----- Text for analysis

10 Tips For Benchmark Usability Tests

Jeff Sauro, PhD

How usable is a website or software application?

To know if design changes improved the usability of an application, you first need a baseline measure of usability from a benchmark test.

Here are 10 tips to use when planning your next benchmark test.

  1. Recruit for representativeness over randomness: It will be difficult to select a random group of users for your tests. Worry less about the random selection than how well your test users match your entire user-population. If you need to compare new versus existing users or domestic versus international users, it is more important to have these users proportionally represented than trying to randomly select them. Even clinical trials have problems with random selection and most usability tests don’t involve life and death decisions.
  2. Triangulate using multiple metrics:  Usability is the combination of effectiveness, efficiency and satisfaction (ISO 9241 pt 11). Your metrics should tap into each of these constructs. Typically this is done using a combination of completion rates, time on task and task-level and test-level satisfaction measures and errors.
  3. Estimate Sample Size using the desired margin of error:  For tests where no comparisons are made, the needed sample size is derived from how precise you want your measures to be. You can use the 20/20 rule for quick calculations. To achieve a 20% margin of error you need 20 users. To cut the margin of error in half you need to quadruple the sample size. So a 10% margin of error requires approximately 80 users. A 5% margin of error requires 320 users. At this sample size, when you report your average completion rates, times and satisfaction scores, you will have confidence intervals that are 10 percentage points wide (a margin of error of plus or minus 5%).
  4. Counterbalance tasks: Alternate the presentation of the tasks to minimize undesirable sequence effects. Often the first one or two tasks have lower performance metrics because users are still getting acquainted with the test and application. The more time they spend completing tasks, the more their performance (time, completion rates) improves.  You will want to spread the learning effects evenly across tasks by counterbalancing or randomizing the task-order.
  5. Collect both Post-Test and Post-Task Satisfaction:  Usability questionnaires like the SUS provide more stable estimates of the application’s overall impressions of usability. They are less sensitive to task performance. Post-task questions like the Single Ease Question (SEQ) are more sensitive to usability problems, errors and higher task-times. Task-level satisfaction can be combined with the other task level metrics into a single usability metric.

----------
----- Source information

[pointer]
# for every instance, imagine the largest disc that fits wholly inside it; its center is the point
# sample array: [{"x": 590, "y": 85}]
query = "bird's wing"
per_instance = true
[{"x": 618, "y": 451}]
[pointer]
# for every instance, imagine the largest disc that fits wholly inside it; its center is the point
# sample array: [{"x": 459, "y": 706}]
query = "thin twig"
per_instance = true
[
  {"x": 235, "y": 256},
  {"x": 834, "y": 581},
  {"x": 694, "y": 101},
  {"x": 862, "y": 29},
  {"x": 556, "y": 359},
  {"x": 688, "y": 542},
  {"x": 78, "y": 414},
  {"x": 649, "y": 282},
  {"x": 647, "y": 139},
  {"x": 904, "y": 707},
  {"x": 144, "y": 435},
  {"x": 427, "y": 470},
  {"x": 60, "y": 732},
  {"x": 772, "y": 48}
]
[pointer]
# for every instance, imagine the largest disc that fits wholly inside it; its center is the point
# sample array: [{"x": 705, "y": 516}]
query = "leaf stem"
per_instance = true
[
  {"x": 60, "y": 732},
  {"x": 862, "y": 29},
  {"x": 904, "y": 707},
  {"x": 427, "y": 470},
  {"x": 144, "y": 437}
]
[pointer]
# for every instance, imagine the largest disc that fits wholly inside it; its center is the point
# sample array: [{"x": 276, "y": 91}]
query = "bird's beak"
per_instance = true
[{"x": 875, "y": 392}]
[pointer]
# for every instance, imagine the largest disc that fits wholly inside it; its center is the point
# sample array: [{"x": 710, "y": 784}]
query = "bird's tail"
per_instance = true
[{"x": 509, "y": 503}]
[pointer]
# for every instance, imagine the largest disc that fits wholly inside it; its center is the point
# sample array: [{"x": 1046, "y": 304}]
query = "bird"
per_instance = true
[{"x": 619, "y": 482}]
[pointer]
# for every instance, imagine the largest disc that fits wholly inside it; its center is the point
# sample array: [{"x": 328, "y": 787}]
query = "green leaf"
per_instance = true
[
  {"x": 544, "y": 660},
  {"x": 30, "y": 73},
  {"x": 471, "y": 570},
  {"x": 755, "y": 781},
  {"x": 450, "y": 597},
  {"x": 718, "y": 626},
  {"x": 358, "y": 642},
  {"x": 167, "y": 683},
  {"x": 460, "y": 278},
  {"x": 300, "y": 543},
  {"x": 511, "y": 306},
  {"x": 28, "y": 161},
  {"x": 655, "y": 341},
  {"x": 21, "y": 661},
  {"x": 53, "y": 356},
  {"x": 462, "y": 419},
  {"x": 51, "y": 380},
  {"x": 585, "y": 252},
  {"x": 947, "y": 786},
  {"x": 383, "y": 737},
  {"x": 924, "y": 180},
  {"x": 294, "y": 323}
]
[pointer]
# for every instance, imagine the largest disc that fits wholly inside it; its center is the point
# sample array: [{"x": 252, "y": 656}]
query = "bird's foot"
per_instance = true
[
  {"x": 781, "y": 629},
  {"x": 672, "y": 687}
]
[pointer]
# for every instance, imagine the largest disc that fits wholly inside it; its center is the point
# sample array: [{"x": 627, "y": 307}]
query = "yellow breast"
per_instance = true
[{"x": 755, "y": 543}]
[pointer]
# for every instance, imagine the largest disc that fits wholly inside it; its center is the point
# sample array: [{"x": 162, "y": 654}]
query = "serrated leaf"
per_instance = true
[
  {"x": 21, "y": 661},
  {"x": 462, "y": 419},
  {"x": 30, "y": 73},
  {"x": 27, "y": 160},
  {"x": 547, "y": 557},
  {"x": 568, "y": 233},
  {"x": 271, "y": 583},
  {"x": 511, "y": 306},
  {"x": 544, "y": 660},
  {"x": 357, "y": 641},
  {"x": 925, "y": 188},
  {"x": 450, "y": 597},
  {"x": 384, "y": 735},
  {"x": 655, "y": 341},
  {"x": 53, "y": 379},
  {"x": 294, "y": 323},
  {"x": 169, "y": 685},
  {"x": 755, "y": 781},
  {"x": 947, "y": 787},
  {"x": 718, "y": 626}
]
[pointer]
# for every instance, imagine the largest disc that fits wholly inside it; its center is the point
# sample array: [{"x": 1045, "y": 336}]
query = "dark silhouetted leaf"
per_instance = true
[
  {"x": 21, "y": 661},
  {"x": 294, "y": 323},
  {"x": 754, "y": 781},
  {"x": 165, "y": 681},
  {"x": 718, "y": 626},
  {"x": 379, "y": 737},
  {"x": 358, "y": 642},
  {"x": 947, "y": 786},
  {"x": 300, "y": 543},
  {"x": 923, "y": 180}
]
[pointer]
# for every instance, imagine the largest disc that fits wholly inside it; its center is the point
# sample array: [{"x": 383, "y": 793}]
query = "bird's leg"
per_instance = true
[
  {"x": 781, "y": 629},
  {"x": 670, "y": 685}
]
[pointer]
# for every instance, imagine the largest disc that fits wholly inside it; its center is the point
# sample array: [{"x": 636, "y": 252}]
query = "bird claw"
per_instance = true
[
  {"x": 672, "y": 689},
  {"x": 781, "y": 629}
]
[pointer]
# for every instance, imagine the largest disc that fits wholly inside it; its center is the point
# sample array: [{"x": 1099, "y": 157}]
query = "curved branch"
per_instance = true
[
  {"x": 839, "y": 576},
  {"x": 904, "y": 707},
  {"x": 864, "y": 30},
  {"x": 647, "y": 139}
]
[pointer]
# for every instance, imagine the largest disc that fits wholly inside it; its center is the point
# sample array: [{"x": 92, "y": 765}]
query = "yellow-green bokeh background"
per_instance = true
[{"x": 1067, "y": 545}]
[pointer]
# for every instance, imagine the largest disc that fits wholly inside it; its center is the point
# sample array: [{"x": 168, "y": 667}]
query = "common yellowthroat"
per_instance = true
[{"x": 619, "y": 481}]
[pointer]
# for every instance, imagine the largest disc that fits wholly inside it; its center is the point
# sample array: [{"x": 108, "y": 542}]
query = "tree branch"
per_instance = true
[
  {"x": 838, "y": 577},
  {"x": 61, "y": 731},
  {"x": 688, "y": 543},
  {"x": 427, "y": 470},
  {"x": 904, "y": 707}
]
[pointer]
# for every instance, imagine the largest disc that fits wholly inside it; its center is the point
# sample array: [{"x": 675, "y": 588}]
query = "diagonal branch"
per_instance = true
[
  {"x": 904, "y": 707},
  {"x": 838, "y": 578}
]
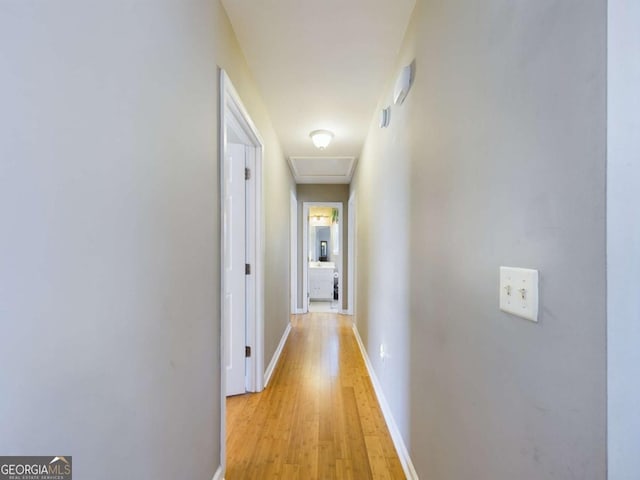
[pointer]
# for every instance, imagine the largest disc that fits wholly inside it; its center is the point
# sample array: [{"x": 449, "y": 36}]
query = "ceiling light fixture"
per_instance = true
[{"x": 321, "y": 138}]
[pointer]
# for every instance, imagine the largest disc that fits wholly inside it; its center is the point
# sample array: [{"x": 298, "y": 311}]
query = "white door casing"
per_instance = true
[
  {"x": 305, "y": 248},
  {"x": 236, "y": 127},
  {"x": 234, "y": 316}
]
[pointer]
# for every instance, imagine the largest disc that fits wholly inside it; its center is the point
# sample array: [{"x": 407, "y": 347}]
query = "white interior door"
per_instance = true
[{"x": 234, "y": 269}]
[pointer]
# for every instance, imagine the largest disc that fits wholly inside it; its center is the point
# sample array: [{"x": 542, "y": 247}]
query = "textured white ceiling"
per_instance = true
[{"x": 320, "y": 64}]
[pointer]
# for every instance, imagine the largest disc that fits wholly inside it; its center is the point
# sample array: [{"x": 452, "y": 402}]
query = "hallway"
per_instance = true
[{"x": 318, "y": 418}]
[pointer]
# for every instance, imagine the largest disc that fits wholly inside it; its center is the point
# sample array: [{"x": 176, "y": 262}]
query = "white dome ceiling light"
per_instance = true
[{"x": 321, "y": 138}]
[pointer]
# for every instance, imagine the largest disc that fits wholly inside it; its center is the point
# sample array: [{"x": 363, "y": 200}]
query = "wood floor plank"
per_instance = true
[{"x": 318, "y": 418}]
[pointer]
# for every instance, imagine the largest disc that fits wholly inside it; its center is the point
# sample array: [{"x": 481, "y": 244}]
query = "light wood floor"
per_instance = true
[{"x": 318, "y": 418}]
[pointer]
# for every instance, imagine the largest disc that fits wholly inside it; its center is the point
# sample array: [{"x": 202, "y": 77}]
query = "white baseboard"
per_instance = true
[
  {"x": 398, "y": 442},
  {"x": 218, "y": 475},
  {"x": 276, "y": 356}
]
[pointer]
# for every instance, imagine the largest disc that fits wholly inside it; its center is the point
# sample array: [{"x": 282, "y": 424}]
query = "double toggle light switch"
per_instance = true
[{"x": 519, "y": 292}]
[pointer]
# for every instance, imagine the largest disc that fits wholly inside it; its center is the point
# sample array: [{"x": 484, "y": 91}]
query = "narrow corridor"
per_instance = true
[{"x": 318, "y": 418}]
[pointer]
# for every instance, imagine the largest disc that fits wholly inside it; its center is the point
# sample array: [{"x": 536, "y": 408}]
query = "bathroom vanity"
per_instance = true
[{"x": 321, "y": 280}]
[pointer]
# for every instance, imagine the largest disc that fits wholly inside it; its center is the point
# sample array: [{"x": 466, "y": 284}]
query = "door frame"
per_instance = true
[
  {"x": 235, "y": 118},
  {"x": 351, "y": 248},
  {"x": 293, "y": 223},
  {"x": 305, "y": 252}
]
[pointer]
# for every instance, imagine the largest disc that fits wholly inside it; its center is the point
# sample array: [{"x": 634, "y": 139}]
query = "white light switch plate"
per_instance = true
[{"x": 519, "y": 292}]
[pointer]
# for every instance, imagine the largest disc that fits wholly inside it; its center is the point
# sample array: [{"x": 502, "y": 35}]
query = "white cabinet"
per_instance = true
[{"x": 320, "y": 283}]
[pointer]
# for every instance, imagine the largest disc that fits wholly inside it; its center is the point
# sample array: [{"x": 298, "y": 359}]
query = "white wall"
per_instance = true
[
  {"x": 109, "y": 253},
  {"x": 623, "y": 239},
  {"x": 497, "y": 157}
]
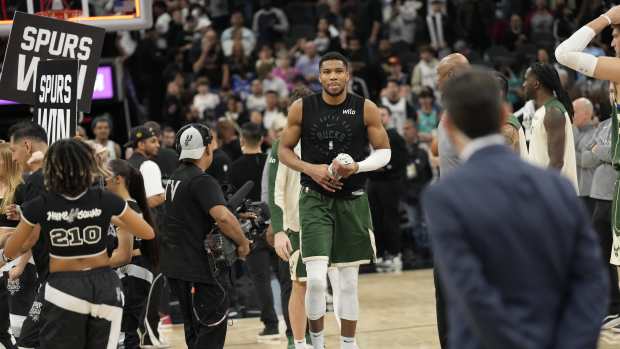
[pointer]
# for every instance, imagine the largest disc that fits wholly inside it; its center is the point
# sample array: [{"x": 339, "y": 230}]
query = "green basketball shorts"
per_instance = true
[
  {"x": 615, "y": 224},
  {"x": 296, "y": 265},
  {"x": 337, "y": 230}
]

----------
----- Source information

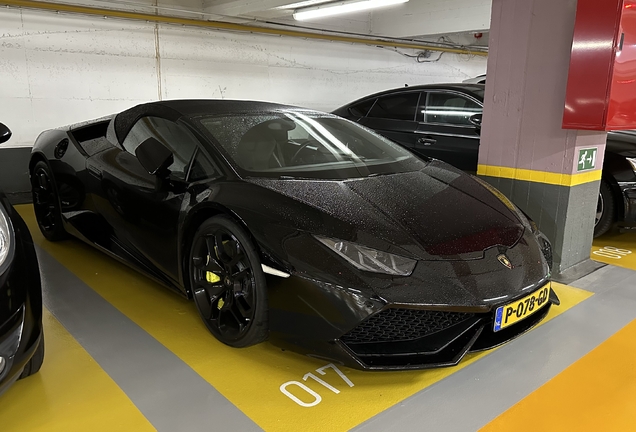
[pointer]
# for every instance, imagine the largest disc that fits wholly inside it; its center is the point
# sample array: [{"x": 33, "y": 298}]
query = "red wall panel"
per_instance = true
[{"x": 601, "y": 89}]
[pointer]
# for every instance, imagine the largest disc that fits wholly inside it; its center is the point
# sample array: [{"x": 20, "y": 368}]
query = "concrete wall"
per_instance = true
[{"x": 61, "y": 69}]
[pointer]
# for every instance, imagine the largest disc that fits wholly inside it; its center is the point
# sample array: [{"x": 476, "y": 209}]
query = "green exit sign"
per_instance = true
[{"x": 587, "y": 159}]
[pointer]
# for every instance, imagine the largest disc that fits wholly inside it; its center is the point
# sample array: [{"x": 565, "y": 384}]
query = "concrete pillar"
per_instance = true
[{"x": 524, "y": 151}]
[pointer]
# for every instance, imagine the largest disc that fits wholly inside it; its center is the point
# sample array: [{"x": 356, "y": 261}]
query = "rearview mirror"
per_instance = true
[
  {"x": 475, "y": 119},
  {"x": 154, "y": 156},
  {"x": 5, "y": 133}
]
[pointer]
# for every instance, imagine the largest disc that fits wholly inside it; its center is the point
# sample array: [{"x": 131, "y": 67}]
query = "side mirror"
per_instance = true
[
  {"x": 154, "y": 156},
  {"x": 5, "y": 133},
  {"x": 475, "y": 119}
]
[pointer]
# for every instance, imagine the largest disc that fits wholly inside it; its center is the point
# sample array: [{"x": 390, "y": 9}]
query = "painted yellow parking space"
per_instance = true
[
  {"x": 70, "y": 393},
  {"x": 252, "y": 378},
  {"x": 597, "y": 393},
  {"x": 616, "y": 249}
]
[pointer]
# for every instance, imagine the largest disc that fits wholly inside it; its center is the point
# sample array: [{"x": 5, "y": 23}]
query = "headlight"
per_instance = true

----------

Exercise instructions:
1. According to the article on benchmark usability tests, why should the order of tasks be counterbalanced? Answer in one to three sentences.
2. Write the next part of the article on benchmark usability tests, starting after its last sentence.
This listing was drawn from a separate source, unrelated to the article.

Answers for the tasks:
1. Users often perform worse on the first one or two tasks because they are still getting used to the test and the application, and their time and completion rates improve the longer they work. Counterbalancing or randomizing the task order spreads these learning effects evenly across tasks.

2.
  6. Combine measures into a Single Usability Metric for reporting: When you record multiple metrics to measure usability you can standardize them and combine them into a Single Usability Metric (SUM). Having a single score makes it easier to convey the usability of a task or system on dashboards and reports and you still retain all the information in the component metrics for more detailed analysis.
  7. Use confidence intervals around all your metrics: Data from any sample will deviate from the entire user population by some amount.  This difference is called sampling error and is quantified using the margin of error. Margins of error are found by computing confidence intervals around all your measures. They tell you the most likely range of the total user-population average. If you need help with the computations, the Quantitative Starter Package will do the work for you.
  8. Conduct a pilot test: Even having one or two people complete your usability test can reveal obvious flaws with your test design or with the application prior to the full test. A pilot test can reduce ambiguities in task scenarios, prevent embarrassing system problems and improve the quality of your analysis.
  9. Include some cheater/speeder detection for remote usability tests: Around 10% of online usability test-takers and survey participants will rush through your study just to collect the honorarium.  You will want to identify these speeders using some sort of question and remove them from your analysis. Having a high percentage of speeders/cheaters (>20%) suggests your tasks are too complex or the test is too long.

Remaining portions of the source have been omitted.